Reproduce the listing below, swapping each occurrence of "instance" for "object" and leaving every other part unchanged.

MATERIAL SUPPLIED:
========

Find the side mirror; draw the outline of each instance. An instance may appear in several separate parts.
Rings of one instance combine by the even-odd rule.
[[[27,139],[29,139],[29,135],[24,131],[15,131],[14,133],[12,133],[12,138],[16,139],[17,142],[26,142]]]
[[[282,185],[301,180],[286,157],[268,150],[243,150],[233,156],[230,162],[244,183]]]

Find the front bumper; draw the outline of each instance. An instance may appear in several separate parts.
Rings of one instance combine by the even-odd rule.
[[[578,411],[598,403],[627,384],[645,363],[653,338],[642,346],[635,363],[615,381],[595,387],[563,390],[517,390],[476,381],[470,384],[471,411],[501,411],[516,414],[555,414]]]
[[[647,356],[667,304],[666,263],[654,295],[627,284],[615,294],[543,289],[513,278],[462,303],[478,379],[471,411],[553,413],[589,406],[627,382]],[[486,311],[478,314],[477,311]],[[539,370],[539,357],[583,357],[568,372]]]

========

RESPONSE:
Find the side mirror; draw the outline of each object. An object may appear in several separate parts.
Rings of one object combine by the even-odd rule.
[[[27,139],[29,139],[29,135],[24,131],[15,131],[14,133],[12,133],[12,138],[16,139],[17,142],[26,142]]]
[[[282,185],[301,180],[286,157],[268,150],[243,150],[233,156],[230,162],[244,183]]]

Find the front bumper; draw the outline of each object. An object may appear in several separate parts.
Rings of one object combine by the even-odd rule.
[[[578,411],[598,403],[627,384],[645,363],[653,338],[642,346],[635,363],[615,381],[595,387],[563,390],[517,390],[476,381],[470,384],[471,411],[501,411],[516,414],[555,414]]]
[[[647,356],[667,304],[666,263],[654,295],[627,284],[615,294],[543,289],[513,278],[462,303],[478,379],[471,411],[553,413],[589,406],[627,382]],[[486,311],[478,314],[477,311]],[[539,370],[539,357],[583,357],[568,372]]]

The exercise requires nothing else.